— WHAT TO DO —
What is needed is an exact copy of all the data.
* * * *
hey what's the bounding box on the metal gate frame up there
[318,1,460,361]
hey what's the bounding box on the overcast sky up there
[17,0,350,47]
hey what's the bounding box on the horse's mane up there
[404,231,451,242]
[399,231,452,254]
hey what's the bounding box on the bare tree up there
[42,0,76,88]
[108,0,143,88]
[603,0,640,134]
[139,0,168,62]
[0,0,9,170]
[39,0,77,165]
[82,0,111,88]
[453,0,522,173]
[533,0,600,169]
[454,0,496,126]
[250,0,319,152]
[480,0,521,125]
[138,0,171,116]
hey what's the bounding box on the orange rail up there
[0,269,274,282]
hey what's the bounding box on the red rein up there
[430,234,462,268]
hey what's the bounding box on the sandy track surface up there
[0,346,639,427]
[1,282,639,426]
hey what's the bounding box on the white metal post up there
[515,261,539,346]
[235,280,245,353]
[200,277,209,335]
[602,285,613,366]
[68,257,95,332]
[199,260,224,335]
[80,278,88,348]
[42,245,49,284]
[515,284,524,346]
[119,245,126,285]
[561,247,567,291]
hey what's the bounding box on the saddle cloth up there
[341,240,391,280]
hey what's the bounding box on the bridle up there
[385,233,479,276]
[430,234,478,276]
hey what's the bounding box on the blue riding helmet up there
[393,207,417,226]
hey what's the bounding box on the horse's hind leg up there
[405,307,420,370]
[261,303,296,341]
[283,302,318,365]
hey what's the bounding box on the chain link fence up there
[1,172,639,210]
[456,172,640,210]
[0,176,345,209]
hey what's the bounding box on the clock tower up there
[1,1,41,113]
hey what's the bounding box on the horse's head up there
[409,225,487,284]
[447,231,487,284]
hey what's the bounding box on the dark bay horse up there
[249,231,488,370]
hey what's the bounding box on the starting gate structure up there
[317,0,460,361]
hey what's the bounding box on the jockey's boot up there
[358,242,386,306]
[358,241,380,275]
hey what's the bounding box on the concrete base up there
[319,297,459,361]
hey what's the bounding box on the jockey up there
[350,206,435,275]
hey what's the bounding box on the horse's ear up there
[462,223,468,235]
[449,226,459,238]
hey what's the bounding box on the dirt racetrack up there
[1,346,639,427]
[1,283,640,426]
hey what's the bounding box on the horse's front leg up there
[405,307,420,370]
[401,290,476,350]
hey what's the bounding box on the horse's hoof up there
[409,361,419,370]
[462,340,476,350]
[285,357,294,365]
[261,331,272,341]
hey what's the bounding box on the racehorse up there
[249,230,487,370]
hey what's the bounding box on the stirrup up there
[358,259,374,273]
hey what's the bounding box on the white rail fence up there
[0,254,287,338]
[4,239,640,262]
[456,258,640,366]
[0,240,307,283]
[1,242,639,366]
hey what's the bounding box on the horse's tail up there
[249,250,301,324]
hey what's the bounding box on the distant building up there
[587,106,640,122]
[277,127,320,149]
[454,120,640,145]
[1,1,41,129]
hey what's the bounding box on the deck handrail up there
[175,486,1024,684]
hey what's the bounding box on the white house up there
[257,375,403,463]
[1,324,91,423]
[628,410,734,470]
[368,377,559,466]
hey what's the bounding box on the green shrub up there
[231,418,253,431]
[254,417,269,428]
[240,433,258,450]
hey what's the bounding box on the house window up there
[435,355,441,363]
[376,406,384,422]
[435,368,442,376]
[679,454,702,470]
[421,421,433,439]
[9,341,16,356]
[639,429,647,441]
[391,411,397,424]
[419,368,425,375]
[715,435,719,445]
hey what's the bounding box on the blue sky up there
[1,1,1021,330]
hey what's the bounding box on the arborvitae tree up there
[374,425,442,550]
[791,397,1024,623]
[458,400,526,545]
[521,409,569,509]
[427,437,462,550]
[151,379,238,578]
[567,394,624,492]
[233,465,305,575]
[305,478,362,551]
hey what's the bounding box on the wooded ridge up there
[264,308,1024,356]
* * * *
— FINAL ANSWER —
hey what's the bounding box on the metal gate frame up there
[318,1,460,361]
hey what's the bounding box on the overcast sky up there
[17,0,350,47]
hey what's the bounding box on the horse's mane up there
[404,231,451,242]
[399,231,452,254]
hey what's the bounding box on the bare tree up there
[42,0,76,88]
[108,0,143,88]
[603,0,640,134]
[139,0,168,62]
[0,0,9,170]
[39,0,77,165]
[82,0,111,88]
[453,0,522,173]
[533,0,600,169]
[454,0,496,126]
[250,0,319,152]
[480,0,521,125]
[138,0,171,116]
hey what's the bounding box on the orange rail up there
[0,269,274,282]
hey what's the bounding box on the red rein up there
[430,234,462,268]
hey what's the bounding box on the sandy track surface up there
[0,346,639,427]
[1,282,639,426]
hey what's the bounding box on the white metal post up there
[515,261,539,346]
[235,280,245,353]
[200,277,209,335]
[602,285,613,366]
[68,257,95,332]
[199,260,224,335]
[80,278,88,348]
[42,245,49,284]
[515,284,524,346]
[119,245,126,285]
[561,247,567,291]
hey what's the bounding box on the saddle cloth up there
[341,240,391,280]
hey what's the bounding box on the bridle up there
[385,233,479,276]
[430,234,478,276]
hey what's the bounding box on the blue riding helmet up there
[393,207,417,226]
hey what's the bounding box on the horse's hind leg up there
[405,307,420,370]
[261,303,296,341]
[283,302,318,365]
hey what's the bounding box on the chain link fence up there
[1,172,639,210]
[456,172,640,210]
[0,176,345,209]
hey what's the bounding box on the clock tower up there
[1,1,41,113]
hey what's the bounding box on the horse's head up there
[409,225,487,284]
[447,231,487,284]
hey what's the bounding box on the dark bay horse up there
[249,231,488,370]
hey what's the bounding box on the starting gate structure up there
[317,0,460,361]
hey what's the bounding box on the jockey's boot up there
[358,242,386,306]
[358,241,380,275]
hey what's the bounding box on the concrete base up there
[319,297,459,361]
hey what's the bounding box on the jockey up there
[350,206,435,275]
hey what's the bounding box on the horse's ear up there
[462,223,468,235]
[449,226,459,238]
hey what's the bounding box on the dirt racetrack up there
[1,346,639,427]
[1,283,640,426]
hey what's the bounding box on the horse's front leg up there
[405,307,420,370]
[401,290,476,350]
hey what's the bounding box on the horse's hoof up there
[409,361,419,370]
[462,340,476,350]
[285,357,294,365]
[261,331,272,341]
hey what's the bounding box on the racehorse up there
[249,230,487,370]
hey what's the bounding box on the stirrup up there
[358,259,374,273]
hey what's the bounding box on the white rail fence up there
[0,254,287,338]
[4,239,640,262]
[456,258,640,366]
[0,240,307,283]
[1,242,639,366]
hey what's the bounding box on the horse's tail up there
[249,250,301,324]
hey what's the bounding box on the distant building up there
[587,106,640,122]
[277,127,320,149]
[454,120,640,145]
[1,1,41,129]
hey what's the bounding box on the deck handrail up there
[175,486,1024,684]
hey what's the bounding box on the white house up there
[257,375,403,463]
[1,324,91,423]
[628,410,734,470]
[368,377,559,466]
hey what's the bounding box on the green shrub up there
[231,418,253,431]
[254,417,269,428]
[240,433,258,450]
hey what's the bounding box on the house window up there
[435,355,441,363]
[376,406,384,422]
[435,368,442,376]
[679,454,702,470]
[421,421,433,439]
[9,341,16,356]
[639,429,647,441]
[391,411,397,424]
[419,368,425,375]
[715,435,719,445]
hey what's the bounding box on the blue sky up there
[1,1,1021,330]
hey what's the bounding box on the arborvitae tree up there
[374,425,442,550]
[791,397,1024,623]
[458,400,526,545]
[521,409,569,509]
[427,437,462,550]
[151,379,238,578]
[567,394,624,492]
[233,465,305,575]
[305,478,362,551]
hey what's the bounding box on the wooded ridge up there
[264,308,1024,356]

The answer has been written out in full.